# Start of EXCERPTED RECORDS
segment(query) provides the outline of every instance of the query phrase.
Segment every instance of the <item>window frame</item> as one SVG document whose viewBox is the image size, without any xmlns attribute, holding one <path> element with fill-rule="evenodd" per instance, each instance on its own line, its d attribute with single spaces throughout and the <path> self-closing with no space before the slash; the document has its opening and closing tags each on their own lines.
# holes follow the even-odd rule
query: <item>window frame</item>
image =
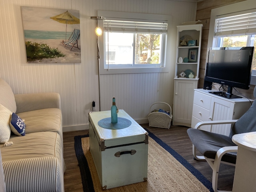
<svg viewBox="0 0 256 192">
<path fill-rule="evenodd" d="M 162 55 L 161 58 L 161 64 L 137 64 L 136 67 L 126 68 L 123 66 L 118 68 L 105 68 L 105 46 L 104 46 L 104 39 L 105 38 L 105 33 L 103 32 L 103 35 L 99 37 L 99 50 L 100 54 L 99 59 L 99 68 L 100 74 L 119 74 L 128 73 L 143 73 L 151 72 L 168 72 L 170 68 L 169 66 L 166 64 L 166 56 L 168 52 L 167 50 L 167 36 L 168 31 L 171 26 L 171 21 L 172 17 L 167 15 L 160 15 L 156 14 L 147 14 L 138 13 L 130 13 L 128 12 L 118 12 L 108 11 L 98 11 L 98 16 L 103 16 L 107 18 L 129 18 L 131 19 L 142 19 L 145 20 L 146 22 L 156 22 L 156 21 L 165 21 L 168 24 L 167 29 L 167 34 L 165 37 L 162 38 L 162 41 L 165 41 L 164 47 L 162 47 Z M 98 26 L 102 29 L 103 29 L 103 20 L 99 20 L 98 21 Z M 119 66 L 122 66 L 120 65 Z"/>
<path fill-rule="evenodd" d="M 210 19 L 208 47 L 216 46 L 217 38 L 214 36 L 214 29 L 215 20 L 218 16 L 234 14 L 236 12 L 239 14 L 239 13 L 242 12 L 256 8 L 256 4 L 255 3 L 254 0 L 247 0 L 212 9 Z M 256 50 L 254 50 L 254 52 Z M 252 70 L 250 84 L 256 85 L 256 70 Z"/>
</svg>

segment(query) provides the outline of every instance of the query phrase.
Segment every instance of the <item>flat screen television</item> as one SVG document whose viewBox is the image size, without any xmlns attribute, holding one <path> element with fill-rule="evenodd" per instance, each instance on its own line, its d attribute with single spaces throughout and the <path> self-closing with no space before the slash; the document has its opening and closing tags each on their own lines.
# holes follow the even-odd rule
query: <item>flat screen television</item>
<svg viewBox="0 0 256 192">
<path fill-rule="evenodd" d="M 212 82 L 228 86 L 227 92 L 210 92 L 228 98 L 242 97 L 232 94 L 233 87 L 250 88 L 254 47 L 208 49 L 204 78 L 205 89 Z"/>
</svg>

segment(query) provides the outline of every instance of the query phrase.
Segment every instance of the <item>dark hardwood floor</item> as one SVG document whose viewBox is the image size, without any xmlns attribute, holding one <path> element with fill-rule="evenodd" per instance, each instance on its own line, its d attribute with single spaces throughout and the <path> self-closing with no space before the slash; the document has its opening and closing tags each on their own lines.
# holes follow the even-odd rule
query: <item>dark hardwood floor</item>
<svg viewBox="0 0 256 192">
<path fill-rule="evenodd" d="M 149 127 L 148 124 L 140 125 L 160 138 L 212 181 L 212 171 L 208 164 L 193 158 L 192 144 L 186 132 L 188 127 L 171 126 L 169 129 L 167 129 Z M 74 137 L 88 134 L 88 130 L 63 133 L 64 159 L 66 166 L 64 176 L 66 192 L 83 192 L 79 167 L 74 150 Z M 234 170 L 234 167 L 232 166 L 221 166 L 218 184 L 219 189 L 232 190 Z"/>
</svg>

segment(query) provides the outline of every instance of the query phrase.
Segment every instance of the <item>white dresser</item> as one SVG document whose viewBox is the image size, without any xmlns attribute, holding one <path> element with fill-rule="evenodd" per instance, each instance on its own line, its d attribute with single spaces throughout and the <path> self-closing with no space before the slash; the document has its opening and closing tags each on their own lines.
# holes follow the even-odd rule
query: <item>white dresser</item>
<svg viewBox="0 0 256 192">
<path fill-rule="evenodd" d="M 237 119 L 251 106 L 245 98 L 227 99 L 209 92 L 217 90 L 194 90 L 191 127 L 202 121 Z M 253 100 L 250 100 L 252 103 Z M 230 124 L 204 126 L 200 129 L 228 136 Z"/>
</svg>

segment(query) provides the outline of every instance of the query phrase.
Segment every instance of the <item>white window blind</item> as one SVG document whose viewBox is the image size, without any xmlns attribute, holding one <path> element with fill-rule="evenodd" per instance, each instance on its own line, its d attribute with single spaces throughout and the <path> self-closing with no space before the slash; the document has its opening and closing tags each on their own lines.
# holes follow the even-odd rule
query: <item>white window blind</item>
<svg viewBox="0 0 256 192">
<path fill-rule="evenodd" d="M 256 33 L 256 10 L 247 12 L 250 12 L 217 16 L 215 22 L 215 36 Z"/>
<path fill-rule="evenodd" d="M 103 26 L 104 30 L 110 32 L 155 34 L 167 33 L 167 24 L 164 22 L 152 22 L 106 20 L 103 21 Z"/>
</svg>

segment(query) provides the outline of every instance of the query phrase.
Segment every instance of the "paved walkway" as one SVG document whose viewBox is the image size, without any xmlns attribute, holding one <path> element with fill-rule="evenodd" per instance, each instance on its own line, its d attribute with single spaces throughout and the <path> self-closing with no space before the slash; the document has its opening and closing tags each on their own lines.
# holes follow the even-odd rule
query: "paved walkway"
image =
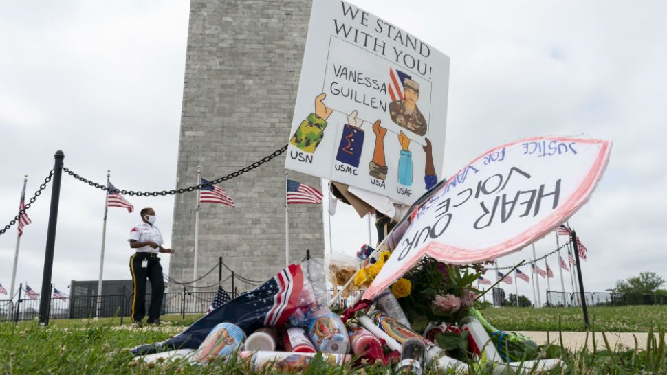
# End of EXCERPTED RECORDS
→ **TASK GOAL**
Which lines of the rows above contain the word "white"? Pick out each of them and copy it.

→ **THE SOLUTION**
Segment every instance of the <item>white dresser</item> as one SVG document whose viewBox is the image size, without any xmlns attribute, holding one <path> element with fill-rule="evenodd" per instance, each instance on its own line, its d attribute with single spaces throughout and the <path> self-closing with no space before the slash; the document has its opening and closing tags each on their own lines.
query: <item>white dresser</item>
Segment every instance of the <item>white window blind</item> as one SVG document whose viewBox is the image size, without any xmlns attribute, holding one <path> element with fill-rule="evenodd" per instance, each instance on its own line, its d attribute with single spaces throughout and the <path> self-closing with no space before the slash; the document has its opening and closing tags each on their own lines.
query: <item>white window blind</item>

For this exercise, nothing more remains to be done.